* **EXERCISE AIM**
Identify every line in the entries below that contains the word "sink", and copy each of those lines.

* **EXTRACTED INFORMATION**
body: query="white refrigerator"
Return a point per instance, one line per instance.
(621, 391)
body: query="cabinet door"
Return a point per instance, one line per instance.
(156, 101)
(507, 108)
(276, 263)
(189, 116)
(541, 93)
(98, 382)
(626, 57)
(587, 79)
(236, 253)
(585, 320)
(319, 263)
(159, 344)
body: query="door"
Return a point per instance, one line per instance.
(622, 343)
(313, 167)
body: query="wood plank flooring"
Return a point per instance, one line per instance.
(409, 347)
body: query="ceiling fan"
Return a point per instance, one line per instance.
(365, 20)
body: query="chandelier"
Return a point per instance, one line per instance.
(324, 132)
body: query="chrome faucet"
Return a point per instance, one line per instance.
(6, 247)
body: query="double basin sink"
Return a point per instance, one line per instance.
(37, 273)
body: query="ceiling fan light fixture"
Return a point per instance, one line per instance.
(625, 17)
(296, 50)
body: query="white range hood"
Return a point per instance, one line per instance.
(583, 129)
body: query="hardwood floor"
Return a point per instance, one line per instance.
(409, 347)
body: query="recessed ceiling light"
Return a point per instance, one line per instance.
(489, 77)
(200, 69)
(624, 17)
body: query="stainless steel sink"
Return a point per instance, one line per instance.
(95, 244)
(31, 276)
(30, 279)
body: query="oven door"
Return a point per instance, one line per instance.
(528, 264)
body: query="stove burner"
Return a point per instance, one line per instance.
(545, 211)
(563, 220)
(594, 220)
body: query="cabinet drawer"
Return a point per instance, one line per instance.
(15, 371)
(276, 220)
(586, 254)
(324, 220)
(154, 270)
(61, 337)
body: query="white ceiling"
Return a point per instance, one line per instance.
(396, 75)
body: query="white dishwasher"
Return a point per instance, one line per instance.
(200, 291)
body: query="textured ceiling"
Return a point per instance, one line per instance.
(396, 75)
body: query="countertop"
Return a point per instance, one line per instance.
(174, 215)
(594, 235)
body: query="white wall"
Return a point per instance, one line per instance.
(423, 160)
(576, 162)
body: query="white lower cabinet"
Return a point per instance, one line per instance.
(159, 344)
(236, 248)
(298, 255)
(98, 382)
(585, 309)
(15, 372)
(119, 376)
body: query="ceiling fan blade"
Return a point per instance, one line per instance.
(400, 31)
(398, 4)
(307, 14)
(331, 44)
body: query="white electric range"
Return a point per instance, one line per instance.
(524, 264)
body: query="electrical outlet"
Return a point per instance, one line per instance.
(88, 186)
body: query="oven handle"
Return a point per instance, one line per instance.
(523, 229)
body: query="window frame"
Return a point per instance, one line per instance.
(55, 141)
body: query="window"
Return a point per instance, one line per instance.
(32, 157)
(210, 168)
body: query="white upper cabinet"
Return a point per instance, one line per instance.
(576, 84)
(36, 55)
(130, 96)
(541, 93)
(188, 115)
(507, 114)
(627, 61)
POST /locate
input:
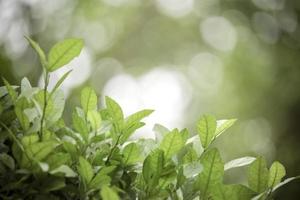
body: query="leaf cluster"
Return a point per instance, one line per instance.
(94, 157)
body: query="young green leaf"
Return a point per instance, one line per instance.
(206, 129)
(80, 125)
(63, 52)
(7, 160)
(20, 105)
(108, 194)
(114, 110)
(88, 99)
(94, 118)
(39, 51)
(65, 170)
(223, 125)
(258, 175)
(212, 174)
(160, 132)
(116, 114)
(85, 170)
(101, 178)
(276, 173)
(59, 82)
(152, 168)
(239, 162)
(131, 153)
(12, 93)
(192, 169)
(172, 143)
(40, 150)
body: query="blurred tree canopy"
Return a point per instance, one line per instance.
(232, 58)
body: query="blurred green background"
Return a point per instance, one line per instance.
(183, 58)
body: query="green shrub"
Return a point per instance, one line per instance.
(94, 158)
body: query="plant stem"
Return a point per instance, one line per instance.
(113, 149)
(45, 104)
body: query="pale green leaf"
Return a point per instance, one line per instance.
(160, 132)
(38, 50)
(20, 105)
(258, 175)
(131, 153)
(65, 170)
(88, 99)
(101, 178)
(79, 124)
(223, 125)
(152, 167)
(206, 129)
(212, 174)
(276, 173)
(114, 109)
(10, 89)
(192, 169)
(108, 194)
(40, 150)
(94, 118)
(63, 52)
(85, 170)
(7, 160)
(172, 143)
(60, 81)
(239, 162)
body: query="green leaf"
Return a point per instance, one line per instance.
(65, 170)
(114, 109)
(20, 105)
(206, 129)
(94, 118)
(212, 174)
(116, 114)
(131, 153)
(85, 170)
(88, 99)
(12, 93)
(53, 184)
(58, 159)
(258, 175)
(191, 170)
(239, 162)
(60, 81)
(40, 150)
(152, 167)
(276, 173)
(7, 161)
(55, 106)
(160, 132)
(172, 143)
(38, 50)
(223, 125)
(108, 194)
(79, 124)
(63, 52)
(102, 177)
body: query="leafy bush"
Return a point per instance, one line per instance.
(94, 158)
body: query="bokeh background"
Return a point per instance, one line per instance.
(183, 58)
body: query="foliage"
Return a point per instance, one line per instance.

* **TASK RESULT**
body: query="double basin sink"
body: query="stainless steel sink"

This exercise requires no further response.